▸ **AUSGEWÄHLTER TEXT**:
____________________
Und bis ihr die erreicht, geht es über Level mit vertauschter Schwerkraft, sich bewegenden Plattformen oder anderen bekannten, aber neu inszenierten Schwierigkeiten. Unauffällig, aber für mich perfekt ins Spiel integriert, sind die ständigen Wechsel zwischen 2D und 3D-Abschnitten. Diese gehen meist übergangslos ineinander über.

Auch in Super Mario Galaxy 2, haben es diese Bosse in sich. Ist ein Großteil mit Logik und der als gegeben vorausgesetzten Geschicklichkeit und Reaktionsschnelligkeit zu besiegen, so habe ich mir bereits am ersten echten Endgegner die Zähne ausgebissen. Nachdem ich gefühlte 35 Leben verbraucht hatte, obwohl mir der Ablauf zum Gewinnen klar war, wollte ich das Pad schon in den Bildschirm feuern. Aber auch hier hat Super Mario Galaxy 2 wieder das, was andere Spiele einfach nicht haben. Es entsteht das bekannte Gefühl von “das ist zu schaffen“ oder “ nur noch einen Versuch“. Und genau so war es dann auch.
____________________
▸ **DATENZEILEN**:
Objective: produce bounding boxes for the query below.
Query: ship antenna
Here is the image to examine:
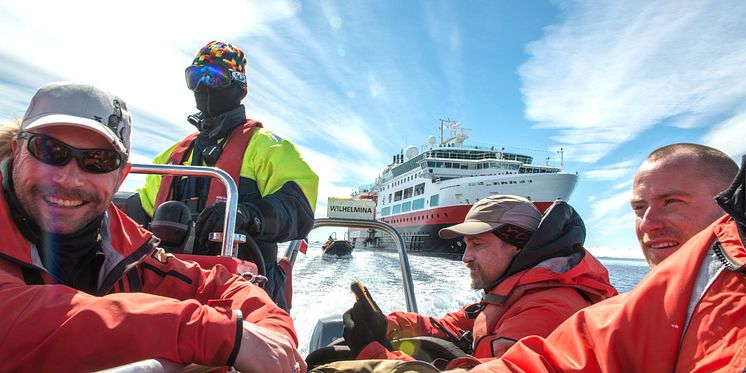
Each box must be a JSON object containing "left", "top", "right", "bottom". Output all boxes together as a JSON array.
[{"left": 440, "top": 119, "right": 445, "bottom": 146}]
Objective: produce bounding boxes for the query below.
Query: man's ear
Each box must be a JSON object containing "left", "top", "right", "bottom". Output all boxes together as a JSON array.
[{"left": 10, "top": 135, "right": 21, "bottom": 159}]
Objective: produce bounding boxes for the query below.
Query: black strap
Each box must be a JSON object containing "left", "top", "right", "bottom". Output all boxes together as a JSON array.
[{"left": 20, "top": 266, "right": 44, "bottom": 285}]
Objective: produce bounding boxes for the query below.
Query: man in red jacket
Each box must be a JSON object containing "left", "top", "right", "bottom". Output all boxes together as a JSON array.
[
  {"left": 631, "top": 143, "right": 738, "bottom": 269},
  {"left": 464, "top": 152, "right": 746, "bottom": 373},
  {"left": 343, "top": 195, "right": 617, "bottom": 367},
  {"left": 0, "top": 82, "right": 305, "bottom": 372}
]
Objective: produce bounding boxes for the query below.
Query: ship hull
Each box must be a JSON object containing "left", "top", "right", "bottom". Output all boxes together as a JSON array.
[{"left": 350, "top": 202, "right": 552, "bottom": 259}]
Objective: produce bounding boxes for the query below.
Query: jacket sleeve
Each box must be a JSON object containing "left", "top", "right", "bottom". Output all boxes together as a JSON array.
[
  {"left": 137, "top": 143, "right": 179, "bottom": 217},
  {"left": 239, "top": 128, "right": 319, "bottom": 242},
  {"left": 0, "top": 271, "right": 241, "bottom": 371},
  {"left": 139, "top": 249, "right": 298, "bottom": 347}
]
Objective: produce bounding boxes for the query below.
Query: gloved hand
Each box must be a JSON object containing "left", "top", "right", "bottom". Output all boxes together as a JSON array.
[
  {"left": 194, "top": 202, "right": 262, "bottom": 246},
  {"left": 342, "top": 283, "right": 391, "bottom": 355}
]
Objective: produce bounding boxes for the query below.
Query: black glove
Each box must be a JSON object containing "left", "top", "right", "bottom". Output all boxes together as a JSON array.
[
  {"left": 194, "top": 202, "right": 262, "bottom": 246},
  {"left": 342, "top": 283, "right": 391, "bottom": 355}
]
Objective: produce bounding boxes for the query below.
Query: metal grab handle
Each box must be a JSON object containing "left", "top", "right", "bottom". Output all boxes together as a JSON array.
[{"left": 130, "top": 163, "right": 238, "bottom": 258}]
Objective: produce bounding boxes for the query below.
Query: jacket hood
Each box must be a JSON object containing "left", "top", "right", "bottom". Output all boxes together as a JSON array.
[
  {"left": 714, "top": 155, "right": 746, "bottom": 272},
  {"left": 715, "top": 155, "right": 746, "bottom": 227},
  {"left": 497, "top": 201, "right": 585, "bottom": 283}
]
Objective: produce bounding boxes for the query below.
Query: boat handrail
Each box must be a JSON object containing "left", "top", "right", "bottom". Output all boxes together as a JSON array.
[
  {"left": 296, "top": 218, "right": 417, "bottom": 312},
  {"left": 130, "top": 163, "right": 238, "bottom": 257}
]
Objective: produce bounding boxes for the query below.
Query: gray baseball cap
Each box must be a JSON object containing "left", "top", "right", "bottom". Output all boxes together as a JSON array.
[
  {"left": 21, "top": 82, "right": 132, "bottom": 155},
  {"left": 438, "top": 195, "right": 541, "bottom": 239}
]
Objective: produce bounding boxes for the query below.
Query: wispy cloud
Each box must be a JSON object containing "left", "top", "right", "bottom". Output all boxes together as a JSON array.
[
  {"left": 519, "top": 0, "right": 746, "bottom": 162},
  {"left": 702, "top": 109, "right": 746, "bottom": 157},
  {"left": 0, "top": 0, "right": 406, "bottom": 218},
  {"left": 582, "top": 160, "right": 637, "bottom": 180}
]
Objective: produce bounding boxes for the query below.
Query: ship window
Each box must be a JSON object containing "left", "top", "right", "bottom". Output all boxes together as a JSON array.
[{"left": 414, "top": 183, "right": 425, "bottom": 196}]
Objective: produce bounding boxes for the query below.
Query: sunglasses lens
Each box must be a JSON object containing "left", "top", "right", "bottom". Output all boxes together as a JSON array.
[
  {"left": 184, "top": 65, "right": 231, "bottom": 91},
  {"left": 28, "top": 134, "right": 124, "bottom": 174},
  {"left": 28, "top": 132, "right": 72, "bottom": 166},
  {"left": 78, "top": 150, "right": 122, "bottom": 174}
]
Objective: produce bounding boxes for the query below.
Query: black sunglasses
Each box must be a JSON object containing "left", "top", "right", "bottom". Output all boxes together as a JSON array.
[{"left": 18, "top": 132, "right": 125, "bottom": 174}]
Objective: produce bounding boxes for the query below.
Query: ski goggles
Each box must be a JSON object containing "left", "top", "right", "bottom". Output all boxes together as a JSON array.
[
  {"left": 18, "top": 132, "right": 125, "bottom": 174},
  {"left": 184, "top": 65, "right": 246, "bottom": 92}
]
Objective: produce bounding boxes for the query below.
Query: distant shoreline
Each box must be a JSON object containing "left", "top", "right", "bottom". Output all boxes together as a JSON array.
[{"left": 596, "top": 256, "right": 645, "bottom": 262}]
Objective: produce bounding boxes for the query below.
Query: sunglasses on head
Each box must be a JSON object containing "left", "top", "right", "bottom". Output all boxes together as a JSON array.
[
  {"left": 184, "top": 65, "right": 246, "bottom": 92},
  {"left": 18, "top": 132, "right": 125, "bottom": 174}
]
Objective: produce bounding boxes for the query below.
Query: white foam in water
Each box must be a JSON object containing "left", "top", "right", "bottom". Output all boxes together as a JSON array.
[{"left": 281, "top": 244, "right": 647, "bottom": 356}]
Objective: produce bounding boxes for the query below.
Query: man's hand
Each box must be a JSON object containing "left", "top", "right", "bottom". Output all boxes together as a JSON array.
[
  {"left": 194, "top": 202, "right": 261, "bottom": 246},
  {"left": 342, "top": 283, "right": 389, "bottom": 355},
  {"left": 234, "top": 321, "right": 307, "bottom": 373}
]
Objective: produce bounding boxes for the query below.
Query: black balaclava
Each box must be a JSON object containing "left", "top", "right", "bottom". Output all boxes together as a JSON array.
[{"left": 194, "top": 81, "right": 246, "bottom": 118}]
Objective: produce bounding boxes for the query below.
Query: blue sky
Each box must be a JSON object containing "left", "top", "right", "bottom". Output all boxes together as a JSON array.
[{"left": 0, "top": 0, "right": 746, "bottom": 258}]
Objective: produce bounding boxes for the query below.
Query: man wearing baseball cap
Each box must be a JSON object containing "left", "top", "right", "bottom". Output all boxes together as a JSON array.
[
  {"left": 343, "top": 195, "right": 617, "bottom": 368},
  {"left": 0, "top": 82, "right": 305, "bottom": 372},
  {"left": 138, "top": 41, "right": 319, "bottom": 310}
]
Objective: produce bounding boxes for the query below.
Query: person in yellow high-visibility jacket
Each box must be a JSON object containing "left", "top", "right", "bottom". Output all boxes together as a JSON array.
[{"left": 138, "top": 41, "right": 318, "bottom": 310}]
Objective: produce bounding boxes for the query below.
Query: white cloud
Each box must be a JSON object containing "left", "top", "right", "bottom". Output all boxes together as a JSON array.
[
  {"left": 519, "top": 0, "right": 746, "bottom": 162},
  {"left": 368, "top": 74, "right": 386, "bottom": 98},
  {"left": 587, "top": 246, "right": 645, "bottom": 259},
  {"left": 582, "top": 160, "right": 635, "bottom": 180},
  {"left": 702, "top": 112, "right": 746, "bottom": 157}
]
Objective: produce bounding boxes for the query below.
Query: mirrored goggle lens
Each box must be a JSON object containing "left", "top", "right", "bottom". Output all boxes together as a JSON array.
[
  {"left": 25, "top": 135, "right": 124, "bottom": 173},
  {"left": 185, "top": 65, "right": 231, "bottom": 91}
]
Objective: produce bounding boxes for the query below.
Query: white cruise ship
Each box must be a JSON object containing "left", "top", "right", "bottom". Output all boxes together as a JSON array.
[{"left": 350, "top": 120, "right": 578, "bottom": 256}]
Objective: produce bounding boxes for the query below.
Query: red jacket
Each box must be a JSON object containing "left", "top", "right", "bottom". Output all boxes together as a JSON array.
[
  {"left": 0, "top": 177, "right": 297, "bottom": 372},
  {"left": 357, "top": 248, "right": 617, "bottom": 360},
  {"left": 471, "top": 216, "right": 746, "bottom": 372}
]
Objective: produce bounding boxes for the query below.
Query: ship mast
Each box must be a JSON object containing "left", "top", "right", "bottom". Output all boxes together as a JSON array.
[{"left": 440, "top": 119, "right": 471, "bottom": 146}]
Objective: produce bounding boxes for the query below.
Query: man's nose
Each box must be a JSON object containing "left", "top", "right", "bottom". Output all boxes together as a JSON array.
[
  {"left": 52, "top": 159, "right": 86, "bottom": 187},
  {"left": 461, "top": 243, "right": 474, "bottom": 264},
  {"left": 640, "top": 207, "right": 664, "bottom": 233}
]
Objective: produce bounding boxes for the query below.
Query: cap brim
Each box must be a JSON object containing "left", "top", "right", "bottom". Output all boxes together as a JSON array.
[
  {"left": 21, "top": 114, "right": 127, "bottom": 154},
  {"left": 438, "top": 221, "right": 502, "bottom": 239}
]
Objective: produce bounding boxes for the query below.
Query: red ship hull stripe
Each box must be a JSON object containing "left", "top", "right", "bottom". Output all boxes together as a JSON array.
[{"left": 378, "top": 202, "right": 553, "bottom": 228}]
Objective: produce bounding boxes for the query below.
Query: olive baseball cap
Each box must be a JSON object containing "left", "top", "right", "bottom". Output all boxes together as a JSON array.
[
  {"left": 438, "top": 195, "right": 541, "bottom": 239},
  {"left": 21, "top": 82, "right": 132, "bottom": 155}
]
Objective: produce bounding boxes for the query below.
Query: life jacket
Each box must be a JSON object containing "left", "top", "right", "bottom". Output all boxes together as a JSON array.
[
  {"left": 0, "top": 183, "right": 157, "bottom": 295},
  {"left": 153, "top": 119, "right": 262, "bottom": 211}
]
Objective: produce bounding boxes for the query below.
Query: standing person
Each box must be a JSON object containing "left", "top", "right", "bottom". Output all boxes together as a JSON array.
[
  {"left": 460, "top": 144, "right": 746, "bottom": 373},
  {"left": 0, "top": 82, "right": 305, "bottom": 373},
  {"left": 138, "top": 41, "right": 318, "bottom": 310},
  {"left": 631, "top": 143, "right": 738, "bottom": 269},
  {"left": 343, "top": 195, "right": 617, "bottom": 366}
]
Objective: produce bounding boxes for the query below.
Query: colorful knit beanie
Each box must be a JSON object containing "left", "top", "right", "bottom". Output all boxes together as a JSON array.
[{"left": 192, "top": 40, "right": 246, "bottom": 84}]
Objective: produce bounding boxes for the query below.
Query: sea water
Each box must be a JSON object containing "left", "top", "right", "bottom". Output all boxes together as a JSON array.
[{"left": 291, "top": 244, "right": 648, "bottom": 356}]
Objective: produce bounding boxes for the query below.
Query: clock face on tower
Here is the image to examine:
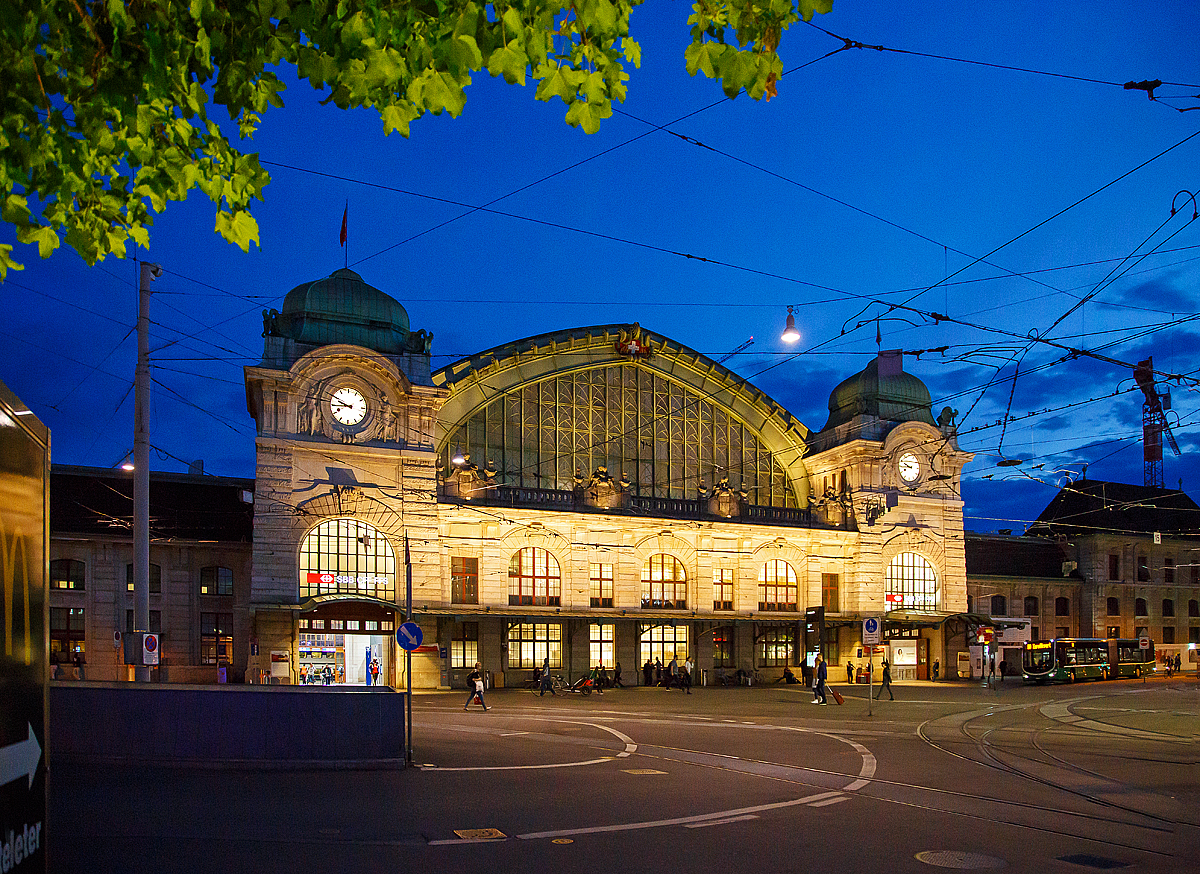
____________________
▸ **ZIEL 1**:
Fasse den Absatz des ausgewählten Textes, der mit „Auch in Super Mario Galaxy 2“ beginnt, knapper zusammen. Seine wesentlichen Fakten sollen erhalten bleiben.
▸ **ZIEL 2**:
Wie gehen die 2D- und 3D-Abschnitte laut dem ausgewählten Text meist ineinander über?
▸ **ZIEL 3**:
Entnimm dem ausgewählten Text wörtlich den Abschnitt, der mit den Worten „Und bis ihr“ anfängt und mit „übergangslos ineinander über.“ aufhört.

▸ **SCHRIFTLICHE ANTWORT 1**:
Auch in Super Mario Galaxy 2 sind die Bosse anspruchsvoll. Die meisten lassen sich mit Logik, Geschicklichkeit und Reaktionsschnelligkeit besiegen. Am ersten echten Endgegner scheiterte ich jedoch trotz bekanntem Lösungsweg gefühlte 35 Leben lang und hätte das Pad fast in den Bildschirm gefeuert. Das Spiel erzeugt aber das Gefühl „das ist zu schaffen“ oder „nur noch einen Versuch“, und so kam es dann auch.

▸ **SCHRIFTLICHE ANTWORT 2**:
Sie gehen meist übergangslos ineinander über.

▸ **SCHRIFTLICHE ANTWORT 3**:
Und bis ihr die erreicht, geht es über Level mit vertauschter Schwerkraft, sich bewegenden Plattformen oder anderen bekannten, aber neu inszenierten Schwierigkeiten. Unauffällig, aber für mich perfekt ins Spiel integriert, sind die ständigen Wechsel zwischen 2D und 3D-Abschnitten. Diese gehen meist übergangslos ineinander über.